**Description of the task:** Would you give again, exactly, the lines running from the line with "Target: window with white trim" to the end of the data below, both included?

**Given records:**
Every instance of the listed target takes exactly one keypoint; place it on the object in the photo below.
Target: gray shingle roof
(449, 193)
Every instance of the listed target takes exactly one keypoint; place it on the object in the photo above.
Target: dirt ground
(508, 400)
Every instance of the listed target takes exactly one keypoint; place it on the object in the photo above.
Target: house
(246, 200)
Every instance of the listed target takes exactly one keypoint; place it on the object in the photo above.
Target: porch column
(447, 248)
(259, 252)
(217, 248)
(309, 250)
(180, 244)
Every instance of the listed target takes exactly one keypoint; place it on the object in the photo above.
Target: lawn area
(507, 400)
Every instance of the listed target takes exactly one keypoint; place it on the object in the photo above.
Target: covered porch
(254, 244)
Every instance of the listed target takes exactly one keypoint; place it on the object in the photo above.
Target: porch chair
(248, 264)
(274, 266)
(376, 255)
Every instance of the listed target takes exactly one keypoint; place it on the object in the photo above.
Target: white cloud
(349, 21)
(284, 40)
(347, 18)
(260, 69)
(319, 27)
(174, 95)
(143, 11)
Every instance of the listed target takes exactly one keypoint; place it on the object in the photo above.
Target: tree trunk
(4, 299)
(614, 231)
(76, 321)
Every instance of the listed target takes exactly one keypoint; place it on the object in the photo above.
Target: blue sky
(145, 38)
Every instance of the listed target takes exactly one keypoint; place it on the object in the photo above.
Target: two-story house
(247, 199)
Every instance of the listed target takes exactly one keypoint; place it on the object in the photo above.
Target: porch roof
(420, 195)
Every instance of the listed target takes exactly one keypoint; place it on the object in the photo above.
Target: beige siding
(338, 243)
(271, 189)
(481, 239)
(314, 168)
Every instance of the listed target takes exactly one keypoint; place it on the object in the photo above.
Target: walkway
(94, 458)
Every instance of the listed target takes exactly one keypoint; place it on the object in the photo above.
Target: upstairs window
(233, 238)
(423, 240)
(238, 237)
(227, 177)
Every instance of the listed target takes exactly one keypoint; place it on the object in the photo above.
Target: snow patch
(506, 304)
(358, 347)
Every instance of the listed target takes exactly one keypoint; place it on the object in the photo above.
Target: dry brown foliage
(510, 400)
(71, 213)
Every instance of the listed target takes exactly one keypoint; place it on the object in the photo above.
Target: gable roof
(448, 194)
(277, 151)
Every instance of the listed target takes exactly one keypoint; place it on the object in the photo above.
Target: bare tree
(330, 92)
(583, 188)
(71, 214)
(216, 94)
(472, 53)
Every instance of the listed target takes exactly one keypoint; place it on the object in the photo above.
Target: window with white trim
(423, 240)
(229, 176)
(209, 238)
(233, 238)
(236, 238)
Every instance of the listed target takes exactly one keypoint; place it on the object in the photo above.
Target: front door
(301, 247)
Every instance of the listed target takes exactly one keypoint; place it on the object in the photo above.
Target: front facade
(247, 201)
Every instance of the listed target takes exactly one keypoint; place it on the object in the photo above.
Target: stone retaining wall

**Reply to the task:**
Target: window with white trim
(423, 240)
(229, 176)
(209, 238)
(233, 238)
(236, 238)
Every instance of the listed target takes exactly one keypoint; place it on the object in the photo above.
Target: front door
(301, 247)
Every instance of the listed target takes exactly one keypoint; place it on the object in the photo above.
Target: front facade
(247, 201)
Every instance of the listed target takes exactly one keypoint; place it on the object in the photo above.
Target: stone retaining wall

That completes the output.